- Arbeitsauftrag:
Setze den Textauszug über die geplante Geburt im Wohnzimmer im Anschluss an seinen letzten Satz fort.

──────── Textauszug

Als es sich bei meinen Kollegen/innen herumsprach, dass bei uns eine Kind unterwegs war, kam schon häufiger die Frage: „… ja und wo geht ihr zur Geburt hin?“ Auf meine Antwort: „ins Wohnzimmer“ reagierten fast alle gleich: „das würde ich niemals machen, … das würde ich mir nicht zutrauen.“ Anschließend wurden mir stichhaltige – ja sogar todsichere Argumente für eine Krankenhausgeburt geliefert, die ich einfach ignorierte.
Damit wir unsere Ruhe hatten, musste ich sogar meine Mutter anlügen. Ihr suggerierte ihr eine Geburt im Reutlinger Krankenhaus, unserer Notfallklinik.

Die Schwangerschaft zog an uns vorbei. Mit teils heftigen Schlägen gegen die Bauchdecke machte sich das Kind für mich allmählich begreifbarer.

────────────────
──────── Datenauszüge

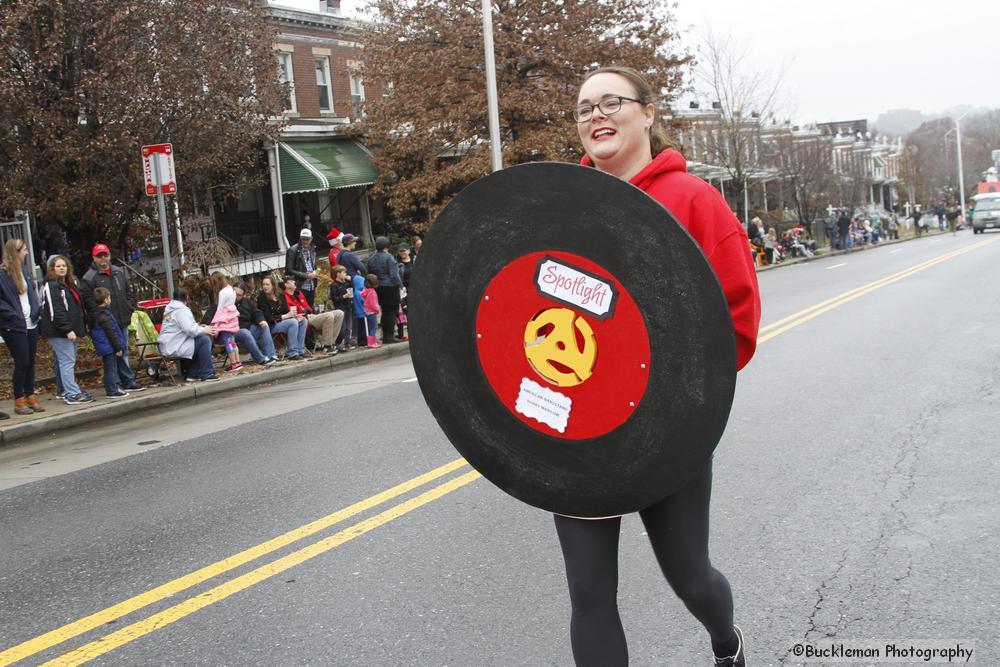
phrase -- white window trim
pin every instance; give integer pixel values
(357, 87)
(328, 83)
(290, 76)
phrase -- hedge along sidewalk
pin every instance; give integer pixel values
(19, 428)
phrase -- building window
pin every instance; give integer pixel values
(357, 96)
(323, 88)
(286, 77)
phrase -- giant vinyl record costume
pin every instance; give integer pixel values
(571, 339)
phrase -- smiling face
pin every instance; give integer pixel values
(617, 143)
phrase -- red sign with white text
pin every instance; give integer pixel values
(164, 156)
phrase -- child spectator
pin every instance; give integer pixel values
(341, 294)
(326, 324)
(182, 337)
(358, 282)
(109, 342)
(372, 310)
(227, 319)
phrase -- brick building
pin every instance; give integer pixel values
(319, 177)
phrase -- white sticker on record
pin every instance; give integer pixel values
(543, 405)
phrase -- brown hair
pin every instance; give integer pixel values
(70, 279)
(12, 264)
(274, 288)
(219, 281)
(658, 139)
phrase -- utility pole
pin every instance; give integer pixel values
(496, 156)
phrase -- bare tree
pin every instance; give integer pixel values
(806, 164)
(744, 95)
(84, 83)
(429, 129)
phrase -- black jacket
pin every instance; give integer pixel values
(249, 313)
(295, 265)
(338, 295)
(122, 304)
(273, 310)
(11, 315)
(61, 312)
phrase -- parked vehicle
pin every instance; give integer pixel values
(986, 213)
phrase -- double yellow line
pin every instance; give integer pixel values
(176, 612)
(779, 327)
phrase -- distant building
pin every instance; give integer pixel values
(858, 159)
(318, 176)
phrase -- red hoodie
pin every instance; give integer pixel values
(706, 216)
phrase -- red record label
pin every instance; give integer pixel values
(563, 345)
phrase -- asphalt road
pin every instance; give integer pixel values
(855, 498)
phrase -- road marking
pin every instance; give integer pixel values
(768, 332)
(116, 611)
(189, 606)
(173, 614)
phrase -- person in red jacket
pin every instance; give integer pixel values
(616, 120)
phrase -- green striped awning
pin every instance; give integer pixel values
(329, 164)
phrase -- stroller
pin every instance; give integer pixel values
(147, 335)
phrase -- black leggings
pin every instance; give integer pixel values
(678, 531)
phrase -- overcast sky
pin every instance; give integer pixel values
(848, 59)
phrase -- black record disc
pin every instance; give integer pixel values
(571, 339)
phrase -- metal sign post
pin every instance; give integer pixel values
(158, 167)
(164, 232)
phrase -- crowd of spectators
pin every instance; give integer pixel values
(280, 323)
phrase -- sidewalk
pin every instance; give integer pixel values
(59, 416)
(825, 251)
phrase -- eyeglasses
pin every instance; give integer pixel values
(608, 106)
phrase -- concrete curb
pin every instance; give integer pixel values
(11, 431)
(834, 253)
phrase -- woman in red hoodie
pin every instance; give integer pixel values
(616, 119)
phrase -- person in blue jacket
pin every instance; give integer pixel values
(19, 325)
(358, 283)
(63, 325)
(109, 342)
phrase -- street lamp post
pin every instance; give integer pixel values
(961, 174)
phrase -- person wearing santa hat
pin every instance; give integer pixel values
(335, 237)
(102, 273)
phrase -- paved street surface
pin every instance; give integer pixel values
(855, 497)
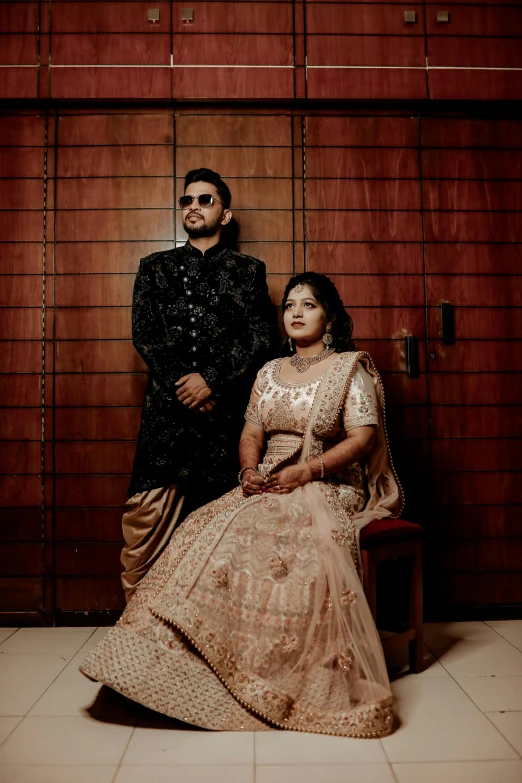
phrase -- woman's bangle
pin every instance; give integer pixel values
(243, 471)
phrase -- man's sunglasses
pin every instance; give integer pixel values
(205, 200)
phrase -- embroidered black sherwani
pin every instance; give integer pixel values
(209, 314)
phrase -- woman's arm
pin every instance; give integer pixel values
(356, 446)
(251, 447)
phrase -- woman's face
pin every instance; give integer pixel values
(304, 318)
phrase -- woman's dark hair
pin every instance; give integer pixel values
(207, 175)
(328, 297)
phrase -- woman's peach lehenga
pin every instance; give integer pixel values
(254, 616)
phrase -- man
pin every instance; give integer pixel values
(201, 320)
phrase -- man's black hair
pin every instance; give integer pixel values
(212, 177)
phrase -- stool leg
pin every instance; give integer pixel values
(416, 647)
(370, 581)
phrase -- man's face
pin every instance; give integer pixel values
(204, 221)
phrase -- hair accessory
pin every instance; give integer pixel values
(302, 363)
(327, 337)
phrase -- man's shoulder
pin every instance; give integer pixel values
(242, 261)
(159, 256)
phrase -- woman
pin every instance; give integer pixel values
(254, 617)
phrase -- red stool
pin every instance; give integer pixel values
(390, 539)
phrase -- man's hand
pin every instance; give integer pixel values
(194, 393)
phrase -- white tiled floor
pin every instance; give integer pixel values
(460, 721)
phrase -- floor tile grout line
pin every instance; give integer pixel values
(486, 715)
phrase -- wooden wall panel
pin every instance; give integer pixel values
(471, 173)
(22, 139)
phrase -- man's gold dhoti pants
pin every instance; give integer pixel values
(147, 528)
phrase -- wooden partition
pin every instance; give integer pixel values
(402, 212)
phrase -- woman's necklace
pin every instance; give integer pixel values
(302, 363)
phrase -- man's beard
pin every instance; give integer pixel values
(203, 230)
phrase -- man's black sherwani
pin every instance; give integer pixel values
(209, 314)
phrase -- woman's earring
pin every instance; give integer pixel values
(327, 337)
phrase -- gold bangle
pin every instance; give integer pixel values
(243, 471)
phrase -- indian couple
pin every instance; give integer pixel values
(250, 614)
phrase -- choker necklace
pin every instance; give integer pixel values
(302, 363)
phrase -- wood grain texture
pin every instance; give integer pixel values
(21, 390)
(487, 454)
(18, 82)
(238, 17)
(474, 290)
(96, 423)
(477, 84)
(488, 555)
(100, 389)
(145, 160)
(99, 559)
(113, 256)
(91, 457)
(471, 164)
(476, 421)
(271, 162)
(223, 129)
(115, 17)
(21, 594)
(387, 322)
(477, 20)
(98, 356)
(110, 82)
(222, 82)
(142, 127)
(232, 49)
(367, 83)
(364, 226)
(382, 194)
(104, 225)
(19, 49)
(487, 521)
(21, 458)
(88, 491)
(20, 323)
(481, 195)
(455, 258)
(21, 559)
(20, 424)
(94, 290)
(469, 133)
(88, 524)
(476, 488)
(380, 291)
(22, 356)
(115, 193)
(476, 356)
(364, 257)
(93, 323)
(361, 163)
(362, 19)
(102, 49)
(474, 52)
(353, 50)
(20, 490)
(480, 323)
(89, 593)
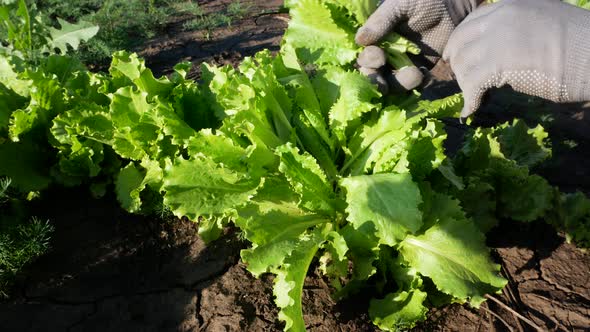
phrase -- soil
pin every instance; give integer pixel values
(111, 271)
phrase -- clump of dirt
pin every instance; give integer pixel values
(111, 271)
(261, 28)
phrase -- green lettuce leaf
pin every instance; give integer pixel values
(288, 286)
(389, 201)
(273, 223)
(308, 181)
(453, 254)
(71, 34)
(399, 311)
(201, 187)
(313, 30)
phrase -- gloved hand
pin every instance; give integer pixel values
(428, 23)
(538, 47)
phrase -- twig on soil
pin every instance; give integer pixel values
(282, 18)
(509, 293)
(524, 319)
(498, 318)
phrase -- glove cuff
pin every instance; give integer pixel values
(459, 9)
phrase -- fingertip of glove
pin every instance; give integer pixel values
(372, 57)
(365, 36)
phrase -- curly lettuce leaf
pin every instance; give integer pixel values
(308, 181)
(201, 187)
(313, 30)
(453, 254)
(399, 311)
(288, 286)
(388, 201)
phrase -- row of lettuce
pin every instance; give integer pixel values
(301, 153)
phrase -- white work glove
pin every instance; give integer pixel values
(538, 47)
(428, 23)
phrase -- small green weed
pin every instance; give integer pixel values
(207, 22)
(238, 9)
(188, 7)
(21, 242)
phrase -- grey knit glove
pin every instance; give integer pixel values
(428, 23)
(538, 47)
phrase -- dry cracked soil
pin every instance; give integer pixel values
(111, 271)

────────────────

- Gelöste Aufgabe:
Parallel dazu wurden wir von Saskia geburtstechnisch gebrieft. Sie stellte klar, dass sie bei der Hausgeburt das Oberkommando führe: wenn sie während der Geburt beschließe, dass wir doch besser ins Krankenhaus gingen, „dann geht ihr“.
Des Weiteren musste ich versprechen, dass ich das Wohnzimmer ohne Diskussion verließe, wenn sie es für nötig hielte und erhielt den dezenten Hinweis, dass sie sich im Notfall nur um eine kümmern könne. Passt, ich war mir sicher, dass ich die Nerven nicht verlieren und dass es mich nicht umhauen würde.
Was mich schon mehr umtrieb war die Frage: „Wie kann ich mich bei der Geburt nützlich machen? Was kann ich tun?“
Antwort: „blablabla ... nicht so viel … blablabla … also eigentlich nichts.“
Da so eine Geburt ja auch mal länger dauern kann, suchte ich mir im Voraus eine Beschäftigung. Schließlich kann ich doch nicht nur rumhocken und nichts tun. Meine Idee: ich koche allen etwas. Zeit hätte ich ja und der Hunger käme dann bestimmt. Ich fragte Saskia, was sie denn gerne esse – Linseneintopf. Für mich stand nun fest: Linseneintopf wird der Geburtsschmaus.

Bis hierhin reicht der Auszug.